» **EXERCISE BRIEF**:
Copy every line of the listing below exactly as it appears, but leave out the picture.

» **RECORDS FOR THIS TASK**:

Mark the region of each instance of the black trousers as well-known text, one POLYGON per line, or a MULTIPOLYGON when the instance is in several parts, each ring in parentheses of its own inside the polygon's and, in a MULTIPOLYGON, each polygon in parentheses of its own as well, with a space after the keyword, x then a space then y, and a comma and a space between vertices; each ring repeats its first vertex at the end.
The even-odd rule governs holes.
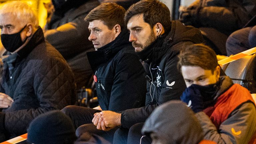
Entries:
POLYGON ((92 122, 93 114, 99 110, 76 106, 68 106, 61 110, 71 118, 76 129, 76 135, 79 137, 86 132, 98 135, 111 143, 113 142, 115 132, 118 128, 108 131, 98 130, 92 122))
POLYGON ((152 140, 149 136, 144 136, 141 134, 141 129, 144 123, 137 123, 132 126, 129 129, 119 129, 116 130, 114 137, 114 144, 150 144, 152 140), (141 139, 141 142, 140 143, 141 139))

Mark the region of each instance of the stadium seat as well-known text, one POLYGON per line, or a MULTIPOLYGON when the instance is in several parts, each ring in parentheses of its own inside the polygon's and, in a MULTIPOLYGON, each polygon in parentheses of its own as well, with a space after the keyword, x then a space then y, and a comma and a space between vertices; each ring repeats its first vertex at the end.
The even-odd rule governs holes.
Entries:
POLYGON ((247 55, 222 66, 226 74, 234 83, 247 88, 251 93, 256 93, 256 56, 255 54, 247 55))

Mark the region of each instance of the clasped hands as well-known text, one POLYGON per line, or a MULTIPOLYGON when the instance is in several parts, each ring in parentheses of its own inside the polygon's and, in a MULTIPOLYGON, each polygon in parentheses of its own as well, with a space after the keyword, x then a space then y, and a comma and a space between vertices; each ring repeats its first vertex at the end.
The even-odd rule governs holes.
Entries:
POLYGON ((10 96, 0 93, 0 108, 7 108, 11 106, 13 103, 13 100, 10 96))
POLYGON ((97 129, 108 131, 121 125, 121 114, 110 111, 104 111, 96 113, 92 122, 97 129))

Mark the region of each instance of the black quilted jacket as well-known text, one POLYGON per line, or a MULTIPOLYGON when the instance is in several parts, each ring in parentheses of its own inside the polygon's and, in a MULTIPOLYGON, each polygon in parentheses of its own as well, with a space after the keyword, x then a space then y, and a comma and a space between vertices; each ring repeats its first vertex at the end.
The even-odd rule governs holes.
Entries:
POLYGON ((76 98, 72 71, 59 53, 45 41, 41 28, 18 54, 12 73, 4 72, 7 74, 0 81, 0 92, 14 101, 0 113, 0 132, 7 137, 26 133, 35 117, 72 104, 76 98))

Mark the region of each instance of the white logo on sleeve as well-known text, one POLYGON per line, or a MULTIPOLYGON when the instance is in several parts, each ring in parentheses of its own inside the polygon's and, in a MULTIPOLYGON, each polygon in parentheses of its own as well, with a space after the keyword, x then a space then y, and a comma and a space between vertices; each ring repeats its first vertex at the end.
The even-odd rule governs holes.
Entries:
POLYGON ((157 81, 157 85, 156 86, 157 87, 159 87, 160 86, 161 86, 161 82, 160 82, 160 78, 161 78, 161 76, 159 76, 158 74, 158 73, 157 73, 157 74, 158 75, 157 77, 156 77, 156 81, 157 81))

» **SOLUTION**:
Mark the region of each instance of the black trousers as well-known text, one POLYGON per line, or a MULTIPOLYGON when the instance is in several parts, each ring in parentheses of its own inside the polygon's and, in a MULTIPOLYGON, each polygon in parentheses of its own as well, with a space after the keyword, x then a space then y, and a comma and a space between vertices; each ring repeats its first vertex at the end.
The even-odd rule governs holes.
Entries:
POLYGON ((92 122, 93 114, 99 110, 76 106, 68 106, 61 110, 71 118, 76 129, 76 135, 79 137, 86 132, 98 135, 111 143, 113 142, 115 132, 118 128, 108 131, 98 130, 92 122))
POLYGON ((152 140, 149 136, 144 136, 141 134, 141 129, 144 123, 137 123, 132 126, 129 129, 119 129, 116 130, 114 137, 114 144, 150 144, 152 140), (141 139, 141 142, 140 143, 141 139))

Mark the region of each instance of the stadium seat as well-known text, one POLYGON per line, or a MULTIPOLYGON when the instance is in several parts, each ring in parentheses of its own inside the polygon's and, in a MULTIPOLYGON, each polygon in parentheses of its own as well, with a space after the keyword, x then a space then y, and a comma and a space between vertices; each ring repeats its first vertex at the end.
The even-odd rule governs holes.
Entries:
POLYGON ((247 55, 222 66, 226 74, 234 83, 247 88, 251 93, 256 93, 256 56, 255 54, 247 55))

Mark the region of each instance of the clasped hands as well-known text, one POLYGON per line, or a MULTIPOLYGON when the instance is in several parts, each ring in parentheses of its own inside the polygon's and, in a MULTIPOLYGON, each polygon in parentheses of its own as well, with a space after the keyword, x then a space then y, and a comma and a space between vertices; each ring repeats its first vertex at the end.
The even-odd rule governs holes.
Entries:
POLYGON ((10 96, 0 93, 0 108, 7 108, 11 106, 13 103, 13 100, 10 96))
POLYGON ((97 129, 108 131, 121 125, 121 114, 110 111, 104 111, 96 113, 92 122, 97 129))

Mark the region of each instance of the black quilted jacket as well-known text, one POLYGON per line, or a MULTIPOLYGON when the instance is in several parts, each ring in parentheses of its own inside the polygon's and, in a MULTIPOLYGON, each polygon in parentheses of its own as well, with a space after the keyword, x then a space then y, and a comma and a space between vertices; each ring repeats its first vertex at the end.
The even-odd rule governs holes.
Entries:
POLYGON ((76 98, 72 71, 59 53, 45 41, 41 28, 18 54, 12 73, 4 72, 7 74, 0 81, 0 92, 14 101, 0 113, 0 132, 7 137, 26 133, 35 117, 72 104, 76 98))

Mark the region of each instance of the white logo on sleeve as well-known text, one POLYGON per line, or a MULTIPOLYGON when the instance is in several parts, each ring in parentheses of its own inside the polygon's and, in a MULTIPOLYGON, each polygon in parentheses of its own as well, with a space after the keyword, x then a space then y, and a comma and a space between vertices; each ring repeats its first vertex at the end.
The even-odd rule governs holes.
Entries:
POLYGON ((157 81, 157 85, 156 86, 157 87, 159 87, 160 86, 161 86, 161 82, 160 82, 160 78, 161 78, 161 76, 159 76, 158 74, 158 73, 157 73, 157 74, 158 75, 157 77, 156 77, 156 81, 157 81))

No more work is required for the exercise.